| The request |
Transcribe the records exactly from the line with "Would you mind indicating the green stem" to the end, both included.

Recorded data

--------------------------------

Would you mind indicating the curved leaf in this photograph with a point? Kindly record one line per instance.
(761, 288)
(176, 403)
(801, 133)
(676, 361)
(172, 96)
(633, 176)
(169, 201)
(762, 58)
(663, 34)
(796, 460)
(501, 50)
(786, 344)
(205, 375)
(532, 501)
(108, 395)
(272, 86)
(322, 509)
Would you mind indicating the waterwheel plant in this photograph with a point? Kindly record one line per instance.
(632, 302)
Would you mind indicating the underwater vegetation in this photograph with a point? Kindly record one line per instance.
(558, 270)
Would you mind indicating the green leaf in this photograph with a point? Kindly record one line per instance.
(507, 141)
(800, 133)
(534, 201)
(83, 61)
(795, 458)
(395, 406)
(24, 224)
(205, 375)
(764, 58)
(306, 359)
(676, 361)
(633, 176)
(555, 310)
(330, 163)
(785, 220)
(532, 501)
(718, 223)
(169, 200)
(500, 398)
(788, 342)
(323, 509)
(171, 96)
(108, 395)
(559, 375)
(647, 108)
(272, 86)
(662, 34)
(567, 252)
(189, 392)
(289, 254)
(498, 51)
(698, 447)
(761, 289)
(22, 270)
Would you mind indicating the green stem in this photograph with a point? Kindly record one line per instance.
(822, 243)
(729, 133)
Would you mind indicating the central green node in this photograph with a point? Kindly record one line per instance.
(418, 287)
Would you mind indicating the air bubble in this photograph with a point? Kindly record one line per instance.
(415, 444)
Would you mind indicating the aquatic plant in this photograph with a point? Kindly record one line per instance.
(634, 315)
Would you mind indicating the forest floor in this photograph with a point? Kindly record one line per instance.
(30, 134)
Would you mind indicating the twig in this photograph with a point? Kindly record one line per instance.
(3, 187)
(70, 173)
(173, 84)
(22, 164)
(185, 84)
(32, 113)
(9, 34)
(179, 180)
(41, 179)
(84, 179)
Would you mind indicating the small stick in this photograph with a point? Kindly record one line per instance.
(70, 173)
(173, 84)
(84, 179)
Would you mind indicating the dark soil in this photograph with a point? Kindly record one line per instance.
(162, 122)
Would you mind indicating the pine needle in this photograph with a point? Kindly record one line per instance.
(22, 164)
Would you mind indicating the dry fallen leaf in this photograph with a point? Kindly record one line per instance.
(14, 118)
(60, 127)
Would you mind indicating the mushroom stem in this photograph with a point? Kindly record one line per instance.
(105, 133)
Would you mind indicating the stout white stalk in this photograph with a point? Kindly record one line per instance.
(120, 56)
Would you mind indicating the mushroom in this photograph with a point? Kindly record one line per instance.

--------------------------------

| Exercise output |
Would you mind indicating the green stem in this photograph with a point? Kindly record one line per instance.
(822, 243)
(729, 133)
Would you mind indicating the central green node in this photograph with a point? Kindly record one line per instance.
(418, 287)
Would you mind indicating the air bubble in this photograph with a point? Kindly record one line per instance.
(415, 444)
Would you mind indicating the aquatic plant in this photograph with a point? Kindly record one line per instance.
(634, 315)
Would you mind indicating the forest floor in this photograph with a point? Kindly record one line per instance.
(30, 134)
Would you mind indicating the twig in this photograph with a point? Kindly record one line per instance.
(3, 187)
(70, 173)
(173, 84)
(22, 164)
(185, 84)
(32, 113)
(9, 34)
(179, 180)
(41, 179)
(84, 179)
Would you mind indicating the small stick in this photograph with a point? Kindly record one line per instance.
(70, 173)
(173, 84)
(84, 179)
Would you mind indicating the dark soil in this photograph with a point? Kindly record one line per instance.
(162, 122)
Would you mind indicating the pine needle in this photograph with a point? Kindly record one line per instance.
(22, 164)
Would you mind indicating the dry fallen leaf in this photograph with a point? Kindly record one line per instance.
(14, 118)
(60, 127)
Would you mind indicating the mushroom stem in this photograph with a point? Kindly record one line per instance.
(105, 133)
Would you mind indicating the stout white stalk in this photograph with a point? Kindly record one line per instance.
(120, 56)
Would you mind indicating the mushroom in this photograph with a point? Kindly record one line per instance.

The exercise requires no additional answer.